» Given task 1
In the SEC filing excerpt below, on what date did Berry Plastics Group, Inc. and Covalence Specialty Materials Holding Corp. complete their stock-for-stock merger?

» Reading passage
## BEGIN

Item 4.01 Changes in Registrant’s Certifying Accountant.

As further described in the Form 8-K of Berry Plastics Holding Corporation (“Berry Holding”) and Berry Plastics Corporation filed with the Securities and Exchange Commission on April 10, 2007, Berry Plastics Group, Inc. (“Berry Group”), the ultimate parent entity of Berry Holding and Berry Plastics Corporation, and Covalence Specialty Materials Holding Corp., the ultimate parent entity of Covalence Specialty Materials Corp. (“CSMC”), completed their previously announced stock-for-stock merger on April 3, 2007. The company formed by the merger is known as Berry Plastics Group, Inc. (“New Berry Group”). Immediately following the merger, New Berry Group contributed Berry Holding to CSMC and, immediately thereafter, CSMC merged with and into Berry Holding (“New Berry Holding”).

On April 27, 2007, an Executive Committee of the Board of Directors of New Berry Group appointed, effective upon such date, Ernst & Young LLP, the auditor of Berry Group prior to the transactions described above, as the auditor of New Berry Group and New Berry Holding.

Item 5.03 Amendments to Articles of Incorporation or Bylaws; Change in Fiscal Year.

## END

» Record set
## BEGIN

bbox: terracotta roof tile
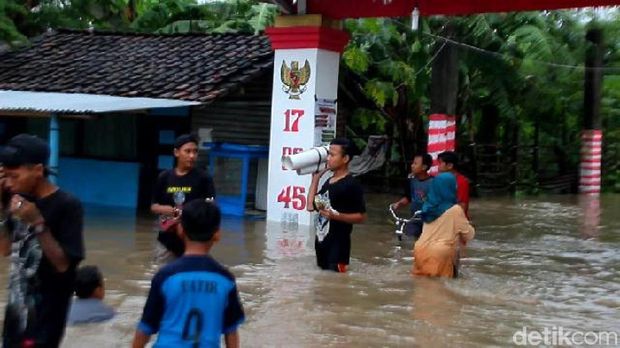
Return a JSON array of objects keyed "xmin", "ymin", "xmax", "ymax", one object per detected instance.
[{"xmin": 0, "ymin": 30, "xmax": 273, "ymax": 103}]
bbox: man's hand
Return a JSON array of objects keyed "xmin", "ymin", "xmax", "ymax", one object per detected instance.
[
  {"xmin": 319, "ymin": 209, "xmax": 340, "ymax": 220},
  {"xmin": 0, "ymin": 165, "xmax": 6, "ymax": 212},
  {"xmin": 312, "ymin": 168, "xmax": 329, "ymax": 181},
  {"xmin": 9, "ymin": 195, "xmax": 43, "ymax": 225}
]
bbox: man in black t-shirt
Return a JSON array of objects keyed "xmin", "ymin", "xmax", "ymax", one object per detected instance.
[
  {"xmin": 0, "ymin": 134, "xmax": 84, "ymax": 347},
  {"xmin": 151, "ymin": 134, "xmax": 215, "ymax": 257},
  {"xmin": 308, "ymin": 138, "xmax": 366, "ymax": 273}
]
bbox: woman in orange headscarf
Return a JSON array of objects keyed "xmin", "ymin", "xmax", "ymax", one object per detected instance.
[{"xmin": 412, "ymin": 173, "xmax": 475, "ymax": 278}]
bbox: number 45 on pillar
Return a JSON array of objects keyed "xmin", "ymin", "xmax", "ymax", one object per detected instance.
[{"xmin": 278, "ymin": 186, "xmax": 306, "ymax": 210}]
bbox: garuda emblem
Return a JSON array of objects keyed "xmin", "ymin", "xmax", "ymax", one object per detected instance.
[{"xmin": 280, "ymin": 59, "xmax": 310, "ymax": 99}]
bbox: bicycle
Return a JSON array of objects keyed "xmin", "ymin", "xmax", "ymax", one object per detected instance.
[{"xmin": 388, "ymin": 204, "xmax": 422, "ymax": 242}]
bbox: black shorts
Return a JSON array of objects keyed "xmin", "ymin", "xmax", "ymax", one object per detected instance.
[{"xmin": 314, "ymin": 234, "xmax": 351, "ymax": 272}]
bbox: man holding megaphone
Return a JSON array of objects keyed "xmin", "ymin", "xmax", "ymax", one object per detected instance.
[{"xmin": 308, "ymin": 138, "xmax": 366, "ymax": 273}]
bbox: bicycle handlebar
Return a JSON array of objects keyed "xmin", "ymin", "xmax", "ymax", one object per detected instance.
[{"xmin": 388, "ymin": 204, "xmax": 422, "ymax": 222}]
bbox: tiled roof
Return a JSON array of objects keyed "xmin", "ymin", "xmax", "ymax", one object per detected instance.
[{"xmin": 0, "ymin": 31, "xmax": 273, "ymax": 103}]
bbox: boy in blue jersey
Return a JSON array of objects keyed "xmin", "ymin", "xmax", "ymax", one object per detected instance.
[{"xmin": 133, "ymin": 199, "xmax": 245, "ymax": 348}]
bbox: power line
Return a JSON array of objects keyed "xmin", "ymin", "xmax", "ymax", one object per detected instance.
[{"xmin": 422, "ymin": 33, "xmax": 620, "ymax": 72}]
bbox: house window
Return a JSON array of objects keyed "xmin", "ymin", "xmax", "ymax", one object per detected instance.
[{"xmin": 28, "ymin": 114, "xmax": 137, "ymax": 161}]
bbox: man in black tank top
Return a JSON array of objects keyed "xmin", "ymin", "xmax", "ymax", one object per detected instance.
[
  {"xmin": 308, "ymin": 138, "xmax": 366, "ymax": 273},
  {"xmin": 151, "ymin": 134, "xmax": 215, "ymax": 257}
]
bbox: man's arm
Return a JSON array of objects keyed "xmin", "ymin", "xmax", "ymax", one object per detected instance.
[
  {"xmin": 319, "ymin": 209, "xmax": 368, "ymax": 224},
  {"xmin": 131, "ymin": 330, "xmax": 151, "ymax": 348},
  {"xmin": 225, "ymin": 331, "xmax": 239, "ymax": 348},
  {"xmin": 37, "ymin": 227, "xmax": 70, "ymax": 273},
  {"xmin": 306, "ymin": 168, "xmax": 328, "ymax": 211},
  {"xmin": 0, "ymin": 226, "xmax": 11, "ymax": 256},
  {"xmin": 9, "ymin": 195, "xmax": 70, "ymax": 273}
]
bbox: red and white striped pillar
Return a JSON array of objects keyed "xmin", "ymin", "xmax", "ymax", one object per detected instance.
[
  {"xmin": 427, "ymin": 114, "xmax": 456, "ymax": 175},
  {"xmin": 579, "ymin": 129, "xmax": 603, "ymax": 194}
]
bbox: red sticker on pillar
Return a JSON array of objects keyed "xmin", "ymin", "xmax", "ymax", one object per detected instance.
[
  {"xmin": 282, "ymin": 146, "xmax": 304, "ymax": 170},
  {"xmin": 283, "ymin": 109, "xmax": 305, "ymax": 133},
  {"xmin": 278, "ymin": 186, "xmax": 306, "ymax": 210}
]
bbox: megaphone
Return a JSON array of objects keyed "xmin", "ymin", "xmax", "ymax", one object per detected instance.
[{"xmin": 282, "ymin": 146, "xmax": 329, "ymax": 175}]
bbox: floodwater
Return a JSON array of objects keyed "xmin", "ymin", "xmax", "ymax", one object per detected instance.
[{"xmin": 0, "ymin": 195, "xmax": 620, "ymax": 348}]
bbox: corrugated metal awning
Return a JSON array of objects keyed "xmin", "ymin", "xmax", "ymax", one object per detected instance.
[{"xmin": 0, "ymin": 90, "xmax": 200, "ymax": 115}]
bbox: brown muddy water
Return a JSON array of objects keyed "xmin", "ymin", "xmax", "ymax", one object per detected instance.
[{"xmin": 0, "ymin": 195, "xmax": 620, "ymax": 348}]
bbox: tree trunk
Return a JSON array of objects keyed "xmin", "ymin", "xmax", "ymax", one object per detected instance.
[{"xmin": 430, "ymin": 25, "xmax": 459, "ymax": 115}]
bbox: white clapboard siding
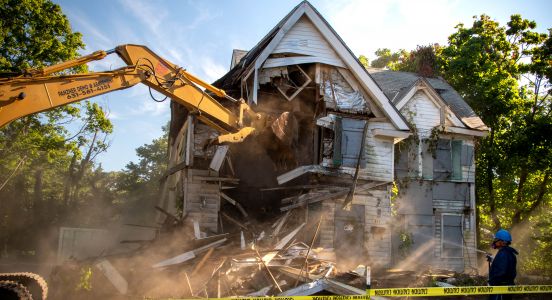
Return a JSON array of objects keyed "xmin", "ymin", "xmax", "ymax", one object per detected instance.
[
  {"xmin": 360, "ymin": 122, "xmax": 394, "ymax": 181},
  {"xmin": 272, "ymin": 16, "xmax": 345, "ymax": 66},
  {"xmin": 401, "ymin": 91, "xmax": 441, "ymax": 138},
  {"xmin": 183, "ymin": 169, "xmax": 220, "ymax": 232},
  {"xmin": 362, "ymin": 188, "xmax": 392, "ymax": 267}
]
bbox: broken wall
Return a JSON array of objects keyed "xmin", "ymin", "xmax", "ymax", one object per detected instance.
[{"xmin": 393, "ymin": 86, "xmax": 476, "ymax": 272}]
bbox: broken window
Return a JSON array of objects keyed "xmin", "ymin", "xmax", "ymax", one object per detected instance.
[
  {"xmin": 316, "ymin": 114, "xmax": 366, "ymax": 168},
  {"xmin": 433, "ymin": 139, "xmax": 468, "ymax": 180},
  {"xmin": 451, "ymin": 140, "xmax": 462, "ymax": 180},
  {"xmin": 441, "ymin": 214, "xmax": 464, "ymax": 258},
  {"xmin": 266, "ymin": 65, "xmax": 312, "ymax": 101},
  {"xmin": 320, "ymin": 68, "xmax": 368, "ymax": 112}
]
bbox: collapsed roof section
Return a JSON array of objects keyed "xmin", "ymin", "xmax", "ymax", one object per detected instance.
[
  {"xmin": 368, "ymin": 68, "xmax": 489, "ymax": 135},
  {"xmin": 214, "ymin": 1, "xmax": 409, "ymax": 130}
]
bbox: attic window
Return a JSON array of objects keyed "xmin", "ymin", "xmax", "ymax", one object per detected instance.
[
  {"xmin": 274, "ymin": 65, "xmax": 312, "ymax": 101},
  {"xmin": 317, "ymin": 114, "xmax": 367, "ymax": 169},
  {"xmin": 320, "ymin": 68, "xmax": 369, "ymax": 113},
  {"xmin": 434, "ymin": 88, "xmax": 447, "ymax": 95}
]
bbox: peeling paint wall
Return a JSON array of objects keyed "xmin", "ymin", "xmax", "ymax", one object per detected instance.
[{"xmin": 393, "ymin": 91, "xmax": 476, "ymax": 272}]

## END

» Given task 2
From the records above, pick out and copy every line that contains the string "black".

» Exercise output 1
April 3, 2007

» Exercise output 2
bbox: man in black t-shirt
bbox: black shorts
bbox: man in black tank top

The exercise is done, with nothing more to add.